Kutipan Teks —
Dalam semua wilayah itu, Iqbal telah mengerahkan hampir seluruh energinya dengan tujuan tunggal: reorientasi nilai-nilai kemanusiaan Timur dan Barat dengan landasan tauhid yang teramat kokoh. Peradaban Barat, sekalipun dalam beberapa segi dikaguminya, dalam perspektif moral transendental sudah sangat jauh meluncur ke jurang berbahaya. Sementara Timur yang terpasung dalam spiritualisme, telah lama pula dalam keadaan steril tanpa dinamika. Lalu untuk membangun sebuah peradaban baru yang anggun dan segar diusulkannya agar Barat dan Timur diprtautkan dengan mengawinkan penalaran (ziraki) dan cinta (’isyq).[10]
Dalam sajak di bawah ini dapat dilihat betapa rindunya Iqbal untuk melihat Barat dan timur tidak lagi berada dalam dua kutub dikotomis, tetapi dalam posisi yang saling mengisi:
Bagi Barat penalaran (akal) merupakan instrumen kehidupan;
Bagi Timur rahasia alam semesta terletak dalam cinta (’isyq).

Tujuan Tugas 1 —
Terjemahkan kalimat berikut dari kutipan teks tentang Iqbal ke dalam bahasa Inggris: "Sementara Timur yang terpasung dalam spiritualisme, telah lama pula dalam keadaan steril tanpa dinamika."

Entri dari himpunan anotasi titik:
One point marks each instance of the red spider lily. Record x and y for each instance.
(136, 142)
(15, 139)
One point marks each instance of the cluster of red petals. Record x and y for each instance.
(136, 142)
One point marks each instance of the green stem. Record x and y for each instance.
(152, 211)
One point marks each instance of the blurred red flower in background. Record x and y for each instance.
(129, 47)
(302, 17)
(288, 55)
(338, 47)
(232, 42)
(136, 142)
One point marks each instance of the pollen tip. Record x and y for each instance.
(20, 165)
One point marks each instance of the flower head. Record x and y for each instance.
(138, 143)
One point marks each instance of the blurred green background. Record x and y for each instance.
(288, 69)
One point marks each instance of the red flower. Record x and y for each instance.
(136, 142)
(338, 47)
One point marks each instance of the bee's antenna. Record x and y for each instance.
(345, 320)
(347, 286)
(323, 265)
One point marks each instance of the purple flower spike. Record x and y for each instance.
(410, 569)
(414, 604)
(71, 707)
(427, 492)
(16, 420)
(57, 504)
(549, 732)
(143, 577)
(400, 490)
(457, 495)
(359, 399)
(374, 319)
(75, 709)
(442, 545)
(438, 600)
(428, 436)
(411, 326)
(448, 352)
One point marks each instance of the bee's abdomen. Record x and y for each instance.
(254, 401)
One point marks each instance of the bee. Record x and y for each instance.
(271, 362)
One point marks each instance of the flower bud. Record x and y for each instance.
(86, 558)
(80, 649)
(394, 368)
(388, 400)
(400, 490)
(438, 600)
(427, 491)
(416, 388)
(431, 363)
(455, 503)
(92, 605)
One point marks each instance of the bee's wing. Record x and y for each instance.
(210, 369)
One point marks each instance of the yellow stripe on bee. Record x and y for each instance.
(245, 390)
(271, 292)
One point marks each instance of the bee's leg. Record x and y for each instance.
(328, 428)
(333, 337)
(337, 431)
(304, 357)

Tujuan Tugas 2 —
Kutip baris-baris pada data yang disediakan, mulai dari baris yang memuat "One point marks each instance of the pollen" dan berakhir pada baris terakhir data tersebut, dengan kedua ujungnya ikut disertakan.

Jawaban Tertulis 1 —
Meanwhile the East, shackled in spiritualism, has likewise long been in a sterile state without dynamism.

Jawaban Tertulis 2 —
One point marks each instance of the pollen tip. Record x and y for each instance.
(20, 165)
One point marks each instance of the flower head. Record x and y for each instance.
(138, 143)
One point marks each instance of the blurred green background. Record x and y for each instance.
(288, 69)
One point marks each instance of the red flower. Record x and y for each instance.
(136, 142)
(338, 47)
One point marks each instance of the bee's antenna. Record x and y for each instance.
(345, 320)
(347, 286)
(323, 265)
One point marks each instance of the purple flower spike. Record x and y for each instance.
(410, 569)
(414, 604)
(71, 707)
(427, 492)
(16, 420)
(57, 504)
(549, 732)
(143, 577)
(400, 490)
(457, 495)
(359, 399)
(374, 319)
(75, 709)
(442, 545)
(438, 600)
(428, 436)
(411, 326)
(448, 352)
One point marks each instance of the bee's abdomen. Record x and y for each instance.
(254, 401)
One point marks each instance of the bee. Record x and y for each instance.
(271, 362)
One point marks each instance of the flower bud. Record x and y for each instance.
(86, 558)
(80, 649)
(394, 368)
(388, 400)
(400, 490)
(438, 600)
(427, 491)
(416, 388)
(431, 363)
(455, 503)
(92, 605)
One point marks each instance of the bee's wing. Record x and y for each instance.
(210, 369)
One point marks each instance of the yellow stripe on bee. Record x and y for each instance.
(245, 390)
(271, 292)
One point marks each instance of the bee's leg. Record x and y for each instance.
(328, 428)
(333, 337)
(337, 431)
(304, 357)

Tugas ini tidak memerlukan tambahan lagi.